**GOAL OF THE EXERCISE**
List every line in the items below that contains the string "door", copying each line in full. Matching is case-sensitive.

**RECORDS PROVIDED**
===

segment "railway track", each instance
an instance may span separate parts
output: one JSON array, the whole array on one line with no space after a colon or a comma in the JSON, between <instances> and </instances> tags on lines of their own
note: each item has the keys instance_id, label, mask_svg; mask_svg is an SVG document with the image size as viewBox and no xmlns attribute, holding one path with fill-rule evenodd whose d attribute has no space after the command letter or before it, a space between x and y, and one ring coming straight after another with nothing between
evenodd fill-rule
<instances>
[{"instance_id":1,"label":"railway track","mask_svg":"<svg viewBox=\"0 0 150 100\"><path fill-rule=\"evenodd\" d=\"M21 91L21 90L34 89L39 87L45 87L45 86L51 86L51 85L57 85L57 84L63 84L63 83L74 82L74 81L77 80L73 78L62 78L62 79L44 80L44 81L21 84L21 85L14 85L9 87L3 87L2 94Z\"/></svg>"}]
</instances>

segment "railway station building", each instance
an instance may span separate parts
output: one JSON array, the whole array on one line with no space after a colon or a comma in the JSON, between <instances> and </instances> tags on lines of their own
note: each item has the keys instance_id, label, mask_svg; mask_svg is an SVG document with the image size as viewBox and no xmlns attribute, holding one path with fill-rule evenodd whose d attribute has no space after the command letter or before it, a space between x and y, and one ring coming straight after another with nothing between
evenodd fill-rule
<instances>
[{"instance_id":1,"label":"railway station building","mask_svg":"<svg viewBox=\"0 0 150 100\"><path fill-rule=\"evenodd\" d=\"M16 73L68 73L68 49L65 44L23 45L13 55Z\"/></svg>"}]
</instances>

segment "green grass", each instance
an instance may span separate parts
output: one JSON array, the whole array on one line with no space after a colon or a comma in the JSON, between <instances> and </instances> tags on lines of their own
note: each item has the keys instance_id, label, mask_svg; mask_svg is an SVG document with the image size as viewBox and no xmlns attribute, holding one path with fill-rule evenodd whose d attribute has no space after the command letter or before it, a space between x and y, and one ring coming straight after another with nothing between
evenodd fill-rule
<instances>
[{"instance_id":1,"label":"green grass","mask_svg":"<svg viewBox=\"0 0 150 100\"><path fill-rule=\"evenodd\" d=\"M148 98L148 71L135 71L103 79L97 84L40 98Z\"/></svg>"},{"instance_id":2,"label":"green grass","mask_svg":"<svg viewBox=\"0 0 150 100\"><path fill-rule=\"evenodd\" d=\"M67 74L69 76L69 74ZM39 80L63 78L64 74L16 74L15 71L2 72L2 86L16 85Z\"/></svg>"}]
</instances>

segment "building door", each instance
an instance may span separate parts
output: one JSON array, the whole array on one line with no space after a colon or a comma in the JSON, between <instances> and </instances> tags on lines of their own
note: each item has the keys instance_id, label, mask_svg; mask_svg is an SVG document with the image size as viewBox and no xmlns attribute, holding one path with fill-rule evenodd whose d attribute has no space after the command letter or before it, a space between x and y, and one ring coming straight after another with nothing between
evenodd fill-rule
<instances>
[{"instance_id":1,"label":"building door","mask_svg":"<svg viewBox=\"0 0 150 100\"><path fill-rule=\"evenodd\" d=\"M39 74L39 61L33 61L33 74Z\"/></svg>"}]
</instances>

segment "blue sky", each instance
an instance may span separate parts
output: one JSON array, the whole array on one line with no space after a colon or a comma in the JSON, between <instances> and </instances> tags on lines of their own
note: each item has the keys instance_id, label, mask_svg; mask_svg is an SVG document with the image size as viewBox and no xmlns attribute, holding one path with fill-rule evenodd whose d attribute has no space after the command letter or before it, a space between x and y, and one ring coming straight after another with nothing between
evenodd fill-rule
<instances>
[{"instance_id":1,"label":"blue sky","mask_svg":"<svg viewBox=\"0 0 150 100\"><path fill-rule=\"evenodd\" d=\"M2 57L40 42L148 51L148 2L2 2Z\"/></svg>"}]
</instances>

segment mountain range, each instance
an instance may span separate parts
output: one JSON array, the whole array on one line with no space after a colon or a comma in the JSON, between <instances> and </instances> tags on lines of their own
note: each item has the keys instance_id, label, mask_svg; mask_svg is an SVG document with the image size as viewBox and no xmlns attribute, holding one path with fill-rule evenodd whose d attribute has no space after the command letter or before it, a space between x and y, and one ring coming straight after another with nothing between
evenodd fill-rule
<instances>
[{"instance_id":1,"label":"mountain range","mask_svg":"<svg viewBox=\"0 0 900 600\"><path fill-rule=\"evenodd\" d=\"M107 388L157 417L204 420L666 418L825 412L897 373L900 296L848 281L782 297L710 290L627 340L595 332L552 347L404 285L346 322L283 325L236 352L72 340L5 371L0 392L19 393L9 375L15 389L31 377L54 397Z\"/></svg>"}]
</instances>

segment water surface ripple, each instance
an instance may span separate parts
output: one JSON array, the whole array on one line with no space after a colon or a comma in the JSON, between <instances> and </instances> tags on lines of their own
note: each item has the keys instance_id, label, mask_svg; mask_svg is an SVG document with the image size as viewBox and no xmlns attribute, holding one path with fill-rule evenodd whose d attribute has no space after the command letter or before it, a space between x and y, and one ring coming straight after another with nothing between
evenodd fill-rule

===

**RESULT OF THIS TASK**
segment "building door", each instance
[{"instance_id":1,"label":"building door","mask_svg":"<svg viewBox=\"0 0 150 100\"><path fill-rule=\"evenodd\" d=\"M39 74L39 61L33 61L33 74Z\"/></svg>"}]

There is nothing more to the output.